*GIVEN REQUEST:* Copy out the material below word for word, keeping every line and number unchanged.

*DATA EXTRACT:*
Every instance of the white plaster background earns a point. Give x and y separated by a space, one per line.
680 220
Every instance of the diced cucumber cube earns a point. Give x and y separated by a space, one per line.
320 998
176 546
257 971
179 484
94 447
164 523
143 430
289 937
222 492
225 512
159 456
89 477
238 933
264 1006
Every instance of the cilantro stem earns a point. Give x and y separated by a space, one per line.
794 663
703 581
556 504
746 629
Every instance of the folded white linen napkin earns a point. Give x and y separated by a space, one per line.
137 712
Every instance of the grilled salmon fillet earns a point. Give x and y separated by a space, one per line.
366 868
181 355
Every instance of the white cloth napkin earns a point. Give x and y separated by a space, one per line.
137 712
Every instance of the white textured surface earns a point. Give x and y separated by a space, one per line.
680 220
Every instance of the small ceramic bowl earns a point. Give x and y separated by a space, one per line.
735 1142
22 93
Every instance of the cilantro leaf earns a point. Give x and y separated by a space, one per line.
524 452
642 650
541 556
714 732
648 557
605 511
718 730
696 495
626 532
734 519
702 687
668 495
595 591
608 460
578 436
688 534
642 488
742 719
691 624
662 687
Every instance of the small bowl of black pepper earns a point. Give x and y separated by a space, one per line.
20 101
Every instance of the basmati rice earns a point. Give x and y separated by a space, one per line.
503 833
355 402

*THE REPLY:*
Every instance of the white plaster background earns a point. Give x and y separated by a space, one per line.
680 220
Every instance of the diced cucumber cube earns a point. Give x and y separated by a space, one per line.
320 998
176 546
257 971
179 484
94 447
164 523
143 430
289 937
222 492
225 512
159 456
89 477
238 933
264 1006
Every instance of the cilantro stem earns a point. Give x and y separated by a space, one per line.
794 663
703 581
556 504
746 629
Every instance of the folded white linen napkin earns a point. Give x and y separated by a space, one per line.
137 712
Every instance of the grilled salmon fillet earns a point. Give x and y separated by a space, one per line.
366 868
181 355
Every instance of the white cloth napkin earns a point. Give x and y separated by a space, one per line.
137 712
Every instance of the white textured surface earns a point. Give x and y separated by a space, one per line.
680 220
Every instance of the small ceramic bowl earns a point. Give x and y separated by a space, one per line.
735 1142
22 93
Every instance of the cilantro leaf earns a point. Give x and y separated by a space, one per line.
524 452
642 650
541 556
714 732
648 557
605 511
718 730
696 495
626 532
734 519
702 687
668 495
595 591
608 460
578 436
688 534
642 488
742 719
691 624
662 687
Every instance of the small bowl of black pepper earns a point. Give x and y separated by a space, one per line.
20 101
Every instance of the basmati rice earns a point. Give x and y separated by a space, one per line.
503 833
355 402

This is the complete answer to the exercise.